Trattativa Stato-mafia, Nicola Mancino ribadisce la propria estraneità. Venerdì invece Massimo Ciancimino renderà dichiarazioni spontanee: tornerà a parlare per la prima volta da quando è stato arrestato

Venerdì, a Palermo, Massimo Ciancimino renderà dichiarazioni spontanee al processo Stato-mafia. Si tratta della prima volta che prende la parola da quando è stato arrestato e condotto in carcere. Il figlio di Don Vito due settimane fa era finito al Pagliarelli, al culmine di un'operazione della Squadra Mobile. Ciancimino dovrà scontare un cumulo di pene residue pari a quattro anni, cinque mesi e otto giorni di reclusione. Le condanne inferte nei confronti del figlio dell’ex sindaco condannato per mafia, divenendo irrevocabili, hanno sancito la colpevolezza di Ciancimino junior, già finito in carcere per riciclaggio e detenzione di esplosivi.

I fatti per cui è intervenuta la sentenza definitiva sono avvenuti rispettivamente dal 2000 al 2005 nel primo caso, e nel 2011 nel secondo. 
In un primo procedimento penale, Ciancimino è stato condannato per i reati di riciclaggio, nonché di impiego di denaro, beni o utilità di provenienza illecita, in relazione a fatti commessi tra Palermo, Ginevra e la Romania. Le contestazioni sono state mosse in concorso con la madre Epifania Scardino ed alcuni professionisti, ad alcuni dei quali è stata attribuita anche la fittizia intestazione di beni. Gli addebiti sono da ricondurre all’occultamento di un ingente patrimonio, in parte già oggetto di sequestro, costituito da denaro, beni mobili e immobili nonché partecipazioni societarie.

◆ DATI FORNITI ◆
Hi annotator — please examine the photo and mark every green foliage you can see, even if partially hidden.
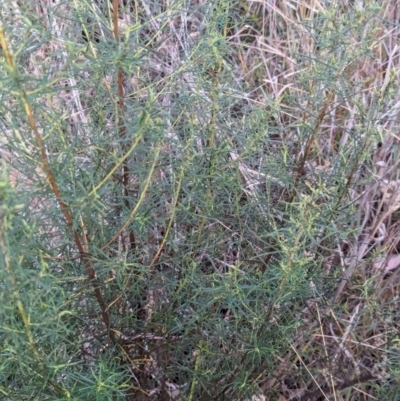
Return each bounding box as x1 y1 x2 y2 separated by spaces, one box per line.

◆ CONSEGNA 1 ◆
Trascrivi dal brano sul processo Stato-mafia il tratto che va da «Venerdì, a Palermo, Massimo» fino a «2011 nel secondo.» incluso.
◆ CONSEGNA 2 ◆
Prosegui il brano sul processo Stato-mafia, riprendendo subito dopo la sua ultima frase.

◆ RISPOSTA 1 ◆
Venerdì, a Palermo, Massimo Ciancimino renderà dichiarazioni spontanee al processo Stato-mafia. Si tratta della prima volta che prende la parola da quando è stato arrestato e condotto in carcere. Il figlio di Don Vito due settimane fa era finito al Pagliarelli, al culmine di un'operazione della Squadra Mobile. Ciancimino dovrà scontare un cumulo di pene residue pari a quattro anni, cinque mesi e otto giorni di reclusione. Le condanne inferte nei confronti del figlio dell’ex sindaco condannato per mafia, divenendo irrevocabili, hanno sancito la colpevolezza di Ciancimino junior, già finito in carcere per riciclaggio e detenzione di esplosivi.

I fatti per cui è intervenuta la sentenza definitiva sono avvenuti rispettivamente dal 2000 al 2005 nel primo caso, e nel 2011 nel secondo.

◆ RISPOSTA 2 ◆
Intanto, in merito alla trattativa tra Stato e mafia, l'ex presidente del Senato Nicola Mancino ha ribadito la propria estraneità.  Lo ha fatto nell'aula bunker di Palermo dov'è imputato per falsa testimonianza nell'ambito dell'inchiesta sulla "trattativa". Mancino si è definito un "terzo estraneo", formalizzando dinanzi al presidente della Corte d'assise Alfredo Montalto la sua intenzione di non sottoporsi all'interrogatorio da parte dei pm.

Mancino è tornato sull'incontro avuto al ministro degli Interni con Paolo Borsellino l'1 luglio 1992, diciotto giorni prima che il giudice venisse ucciso nella strage di via D'Amelio. "Si sono fatte maliziose e subdole insinuazioni", ha detto Mancino il quale ha ribadito la sua "durezza e fermezza nei confronti di un nemico che aveva dichiarato guerra allo Stato. Dissi che la cattura di Riina non mi bastava - ha spiegato l'ex seconda carica dello Stato -, bisognava catturare tutta la Cupola".

Insomma, per Mancino, contro di lui ci sarebbero state "calunnie e millanterie. Denunciate - ha proseguito -, ma che non hanno dato seguito alcun accertamento, nè verifiche". "Un teorema che doveva rimanere in piedi", dunque, contro di lui che ha sempre espresso la propria estraneità ai fatti.